#### SOURCE DOCUMENT:

————————

You mean CEC codes as the Samsung LED TV does not have a serial (RS-232) port.


Before I post the codes keep in mind the following.

1) These are from the 1.3 HDMI specification

2) You need to download the 1.3 HDMI Specification for detailed instruction on implementing CEC commands.

3) I have only used these codes within a Crestron DM (Digital Media) environment. The reason I am saying this is it's the only system that I know of where you can actually manage the CEC channel directly within HDMI. This is important because without being able to manage the CEC channel you will more than likely get undesirable results. Ex. Shutting off the TV in one room will turn off the TV, DVD Player, Receiver, etc in another room.

4) I will not review, debug or help anyone with their code nor will I answer any questions anyone may have. You are on your own. Not to be mean but I really do not have the time.

5) Codes other than PON/POF I will not post as, again, I do not have the time. The only reason I am posting these codes because 1) I have had quite a few requests and 2) they are the most common commands needed/requested.

————————

(Rows from an object-pointing dataset)
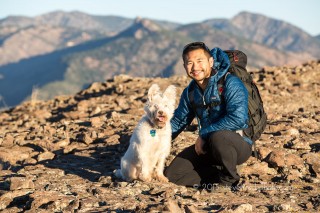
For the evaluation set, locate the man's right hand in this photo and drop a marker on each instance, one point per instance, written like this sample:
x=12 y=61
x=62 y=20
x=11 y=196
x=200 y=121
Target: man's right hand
x=199 y=146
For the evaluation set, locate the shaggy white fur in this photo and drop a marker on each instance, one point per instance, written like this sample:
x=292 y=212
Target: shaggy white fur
x=150 y=142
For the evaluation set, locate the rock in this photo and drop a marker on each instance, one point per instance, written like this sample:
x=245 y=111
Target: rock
x=263 y=152
x=96 y=121
x=242 y=208
x=79 y=141
x=276 y=158
x=15 y=154
x=45 y=156
x=313 y=159
x=7 y=141
x=172 y=206
x=20 y=183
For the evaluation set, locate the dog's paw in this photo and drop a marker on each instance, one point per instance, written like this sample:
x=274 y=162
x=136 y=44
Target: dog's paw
x=162 y=178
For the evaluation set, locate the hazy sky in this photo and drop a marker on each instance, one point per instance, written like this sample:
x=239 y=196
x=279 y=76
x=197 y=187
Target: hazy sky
x=304 y=14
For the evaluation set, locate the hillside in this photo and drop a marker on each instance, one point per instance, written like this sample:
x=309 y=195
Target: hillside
x=60 y=154
x=61 y=53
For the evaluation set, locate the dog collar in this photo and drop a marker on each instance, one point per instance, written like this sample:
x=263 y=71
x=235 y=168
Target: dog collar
x=153 y=132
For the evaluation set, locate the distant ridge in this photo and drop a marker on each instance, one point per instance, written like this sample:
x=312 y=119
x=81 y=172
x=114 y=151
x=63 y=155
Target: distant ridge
x=63 y=52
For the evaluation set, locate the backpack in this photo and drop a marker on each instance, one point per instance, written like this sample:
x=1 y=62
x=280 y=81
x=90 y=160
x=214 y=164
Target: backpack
x=257 y=115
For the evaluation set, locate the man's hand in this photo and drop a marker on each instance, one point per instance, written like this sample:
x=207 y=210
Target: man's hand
x=199 y=146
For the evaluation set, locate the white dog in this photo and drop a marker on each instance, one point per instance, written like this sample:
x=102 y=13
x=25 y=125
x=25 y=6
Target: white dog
x=150 y=142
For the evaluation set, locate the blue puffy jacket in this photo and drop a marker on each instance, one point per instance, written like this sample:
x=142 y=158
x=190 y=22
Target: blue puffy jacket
x=229 y=114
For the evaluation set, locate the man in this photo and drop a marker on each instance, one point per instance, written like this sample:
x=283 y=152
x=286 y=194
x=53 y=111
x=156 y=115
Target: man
x=219 y=148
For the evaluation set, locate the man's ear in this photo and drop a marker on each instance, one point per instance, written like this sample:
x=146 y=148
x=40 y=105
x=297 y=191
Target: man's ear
x=211 y=61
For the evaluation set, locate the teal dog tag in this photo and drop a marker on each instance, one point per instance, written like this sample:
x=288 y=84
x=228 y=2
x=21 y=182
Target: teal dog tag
x=153 y=132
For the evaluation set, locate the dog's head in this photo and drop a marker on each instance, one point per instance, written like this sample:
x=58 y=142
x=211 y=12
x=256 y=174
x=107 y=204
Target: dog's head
x=160 y=106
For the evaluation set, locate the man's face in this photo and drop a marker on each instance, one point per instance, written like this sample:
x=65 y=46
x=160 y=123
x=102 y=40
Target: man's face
x=198 y=65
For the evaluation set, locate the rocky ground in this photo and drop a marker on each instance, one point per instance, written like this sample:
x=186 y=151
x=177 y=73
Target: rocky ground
x=59 y=155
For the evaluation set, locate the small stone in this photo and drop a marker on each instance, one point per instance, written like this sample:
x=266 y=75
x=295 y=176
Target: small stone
x=242 y=208
x=45 y=156
x=21 y=183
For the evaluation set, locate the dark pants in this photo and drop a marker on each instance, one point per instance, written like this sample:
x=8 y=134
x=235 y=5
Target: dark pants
x=224 y=151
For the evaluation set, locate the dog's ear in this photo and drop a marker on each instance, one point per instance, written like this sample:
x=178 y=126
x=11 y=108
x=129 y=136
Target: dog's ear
x=170 y=93
x=153 y=90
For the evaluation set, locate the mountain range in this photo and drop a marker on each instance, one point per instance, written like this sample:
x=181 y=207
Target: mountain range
x=61 y=53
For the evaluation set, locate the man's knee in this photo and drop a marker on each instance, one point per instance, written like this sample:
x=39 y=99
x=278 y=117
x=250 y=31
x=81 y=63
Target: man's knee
x=218 y=139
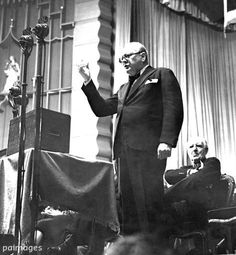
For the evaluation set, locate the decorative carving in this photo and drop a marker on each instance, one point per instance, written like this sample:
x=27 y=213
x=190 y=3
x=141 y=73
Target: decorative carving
x=12 y=72
x=26 y=42
x=41 y=30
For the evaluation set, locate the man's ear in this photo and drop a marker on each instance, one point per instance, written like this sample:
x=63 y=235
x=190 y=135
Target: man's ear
x=144 y=56
x=206 y=150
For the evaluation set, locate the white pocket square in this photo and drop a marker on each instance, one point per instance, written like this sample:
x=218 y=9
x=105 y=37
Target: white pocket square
x=151 y=81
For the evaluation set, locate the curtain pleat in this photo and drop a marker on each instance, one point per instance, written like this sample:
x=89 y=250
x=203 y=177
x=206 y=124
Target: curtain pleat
x=204 y=63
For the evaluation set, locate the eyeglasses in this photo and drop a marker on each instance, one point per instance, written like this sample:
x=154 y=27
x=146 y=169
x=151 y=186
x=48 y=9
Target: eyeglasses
x=126 y=56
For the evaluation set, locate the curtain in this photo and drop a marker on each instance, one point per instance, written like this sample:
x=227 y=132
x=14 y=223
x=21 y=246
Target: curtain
x=122 y=36
x=203 y=62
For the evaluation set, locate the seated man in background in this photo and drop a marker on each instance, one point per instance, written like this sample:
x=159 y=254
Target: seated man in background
x=190 y=195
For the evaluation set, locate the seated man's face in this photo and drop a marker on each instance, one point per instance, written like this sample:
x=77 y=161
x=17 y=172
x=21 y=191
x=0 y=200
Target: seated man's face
x=196 y=151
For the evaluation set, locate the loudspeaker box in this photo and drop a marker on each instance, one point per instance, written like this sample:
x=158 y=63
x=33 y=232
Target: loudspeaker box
x=54 y=132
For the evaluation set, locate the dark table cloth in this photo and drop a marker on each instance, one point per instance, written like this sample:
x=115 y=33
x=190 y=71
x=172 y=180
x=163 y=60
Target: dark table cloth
x=86 y=187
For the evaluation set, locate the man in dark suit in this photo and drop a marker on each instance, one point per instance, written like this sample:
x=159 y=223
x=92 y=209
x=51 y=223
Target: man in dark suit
x=149 y=118
x=191 y=190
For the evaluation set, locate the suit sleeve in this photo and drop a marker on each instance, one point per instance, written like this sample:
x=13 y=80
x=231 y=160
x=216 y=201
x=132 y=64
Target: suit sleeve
x=100 y=106
x=172 y=108
x=175 y=175
x=209 y=174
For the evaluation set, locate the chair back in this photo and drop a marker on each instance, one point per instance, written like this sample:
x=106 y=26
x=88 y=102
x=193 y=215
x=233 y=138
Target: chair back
x=223 y=191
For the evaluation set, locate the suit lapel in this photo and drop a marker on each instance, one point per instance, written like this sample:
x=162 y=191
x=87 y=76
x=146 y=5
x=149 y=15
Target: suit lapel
x=147 y=72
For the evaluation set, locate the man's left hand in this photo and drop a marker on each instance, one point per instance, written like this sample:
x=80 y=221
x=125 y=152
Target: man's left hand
x=163 y=151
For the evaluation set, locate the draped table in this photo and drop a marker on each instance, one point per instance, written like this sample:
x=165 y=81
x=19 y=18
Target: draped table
x=80 y=185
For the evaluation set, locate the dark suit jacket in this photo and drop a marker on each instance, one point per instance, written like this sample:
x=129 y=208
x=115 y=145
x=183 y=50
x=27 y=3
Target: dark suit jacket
x=152 y=113
x=193 y=188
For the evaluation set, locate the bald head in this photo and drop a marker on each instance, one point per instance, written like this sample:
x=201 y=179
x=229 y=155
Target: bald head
x=134 y=57
x=197 y=148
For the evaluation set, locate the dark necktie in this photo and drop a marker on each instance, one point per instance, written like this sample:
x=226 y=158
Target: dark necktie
x=131 y=81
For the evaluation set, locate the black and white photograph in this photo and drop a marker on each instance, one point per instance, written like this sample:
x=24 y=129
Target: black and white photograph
x=117 y=127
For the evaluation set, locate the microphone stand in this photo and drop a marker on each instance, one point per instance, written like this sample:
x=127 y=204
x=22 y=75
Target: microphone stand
x=26 y=43
x=40 y=31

————————

#### DIRECTIVE:
Reproduce the stretch of the forum post on CEC codes from "1) These are" through "in another room.". Work only from the forum post on CEC codes.

#### FULL SOLUTION:
1) These are from the 1.3 HDMI specification

2) You need to download the 1.3 HDMI Specification for detailed instruction on implementing CEC commands.

3) I have only used these codes within a Crestron DM (Digital Media) environment. The reason I am saying this is it's the only system that I know of where you can actually manage the CEC channel directly within HDMI. This is important because without being able to manage the CEC channel you will more than likely get undesirable results. Ex. Shutting off the TV in one room will turn off the TV, DVD Player, Receiver, etc in another room.